## Entries shown
· · · · · · ·

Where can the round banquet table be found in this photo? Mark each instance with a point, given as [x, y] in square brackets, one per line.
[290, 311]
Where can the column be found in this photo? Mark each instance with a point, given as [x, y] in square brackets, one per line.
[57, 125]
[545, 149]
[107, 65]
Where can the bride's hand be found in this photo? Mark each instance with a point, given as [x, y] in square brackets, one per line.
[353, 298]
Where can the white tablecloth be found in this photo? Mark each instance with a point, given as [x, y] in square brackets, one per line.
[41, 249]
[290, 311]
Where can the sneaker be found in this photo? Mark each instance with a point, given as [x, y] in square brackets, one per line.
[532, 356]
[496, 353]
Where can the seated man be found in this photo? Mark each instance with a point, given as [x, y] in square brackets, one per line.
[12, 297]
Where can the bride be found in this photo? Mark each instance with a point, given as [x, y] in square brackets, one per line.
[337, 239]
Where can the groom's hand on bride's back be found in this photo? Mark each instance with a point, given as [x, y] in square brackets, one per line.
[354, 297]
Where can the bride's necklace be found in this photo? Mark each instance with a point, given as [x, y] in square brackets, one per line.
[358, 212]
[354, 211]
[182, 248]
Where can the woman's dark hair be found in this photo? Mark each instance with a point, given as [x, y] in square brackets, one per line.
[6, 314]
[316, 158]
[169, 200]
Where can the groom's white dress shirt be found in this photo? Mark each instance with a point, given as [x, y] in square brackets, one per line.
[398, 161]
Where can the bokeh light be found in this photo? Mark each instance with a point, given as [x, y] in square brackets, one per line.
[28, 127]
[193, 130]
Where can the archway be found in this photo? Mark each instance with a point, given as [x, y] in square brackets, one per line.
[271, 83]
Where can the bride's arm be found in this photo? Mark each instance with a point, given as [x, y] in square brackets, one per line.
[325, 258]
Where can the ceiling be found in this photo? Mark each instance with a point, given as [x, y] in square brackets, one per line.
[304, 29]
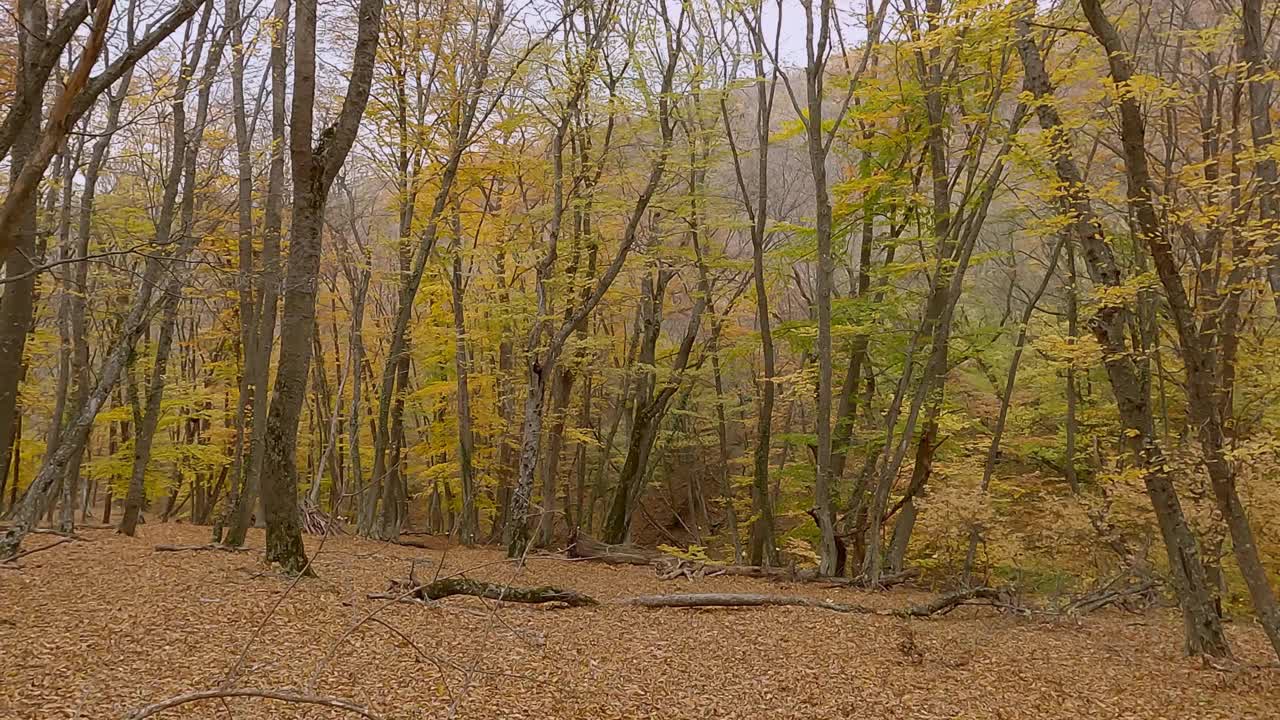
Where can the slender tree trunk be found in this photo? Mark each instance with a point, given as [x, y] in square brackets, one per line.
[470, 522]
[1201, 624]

· · · · · · ·

## Task details
Quote the records above in full, dropping each picture.

## Expected answer
Where can the round banquet table be found in this photo? Mark each instance with a point, given as [x, y] in square brackets, one per line.
[290, 311]
Where can the column be found in this photo? Mark each instance with a point, given as [x, y] in square brackets, one per line.
[57, 125]
[545, 149]
[107, 65]
Where can the bride's hand be found in this photo? Mark each instance with a point, given as [x, y] in square brackets, one per line.
[353, 298]
Where can the white tablecloth be found in this photo? Mark each instance with a point, given as [x, y] in square brackets, one per line.
[41, 249]
[290, 311]
Where can the sneaker be found in this photo? Mark each instance with a point, given as [x, y] in square brackets, one per line.
[532, 356]
[496, 353]
Where can the seated man be found in this photo? Mark each instance with a point, given as [x, y] in square brackets, one per line.
[12, 297]
Where can the bride be found in this photo? Mark each instance with a point, given as [x, y] in square brackets, one per line.
[337, 239]
Where can the groom's hand on bride's back be found in this photo? Mark each instance with a point, given as [x, y] in square brackets, one per line.
[354, 297]
Where can the bride's necklace be found in this photo? Mark each instance with a point, given as [x, y] in square brackets, one per line.
[358, 212]
[354, 211]
[182, 248]
Where can the woman's dark hair be found in this photo? Mark each instance with a point, given as [x, y] in square brackets, one per line.
[6, 314]
[316, 158]
[169, 200]
Where can the groom's white dress shirt be found in this photo? Mark each instance with a point, given as [x, y] in square brackets, one per line.
[398, 161]
Where can the bokeh light be found in this photo? Mark each instance with a point, given as [x, y] in square brackets, one per line.
[28, 127]
[193, 130]
Where can the archway be found in this photo? Mark each instance with a point, given as [x, y] in square brackets, one per line.
[271, 83]
Where can the bride's arm be found in this photo? Mark each instance with a point, given as [x, y] in square brackets, one per line.
[325, 258]
Where can the ceiling be found in this photo? Mark each instance with a point, given as [x, y] in square brackets, one per line.
[304, 29]
Where can the slender tree trunk be found in this photo? Mark each instance with a point, given as [x, y] in square brackets, one per line.
[470, 522]
[1201, 624]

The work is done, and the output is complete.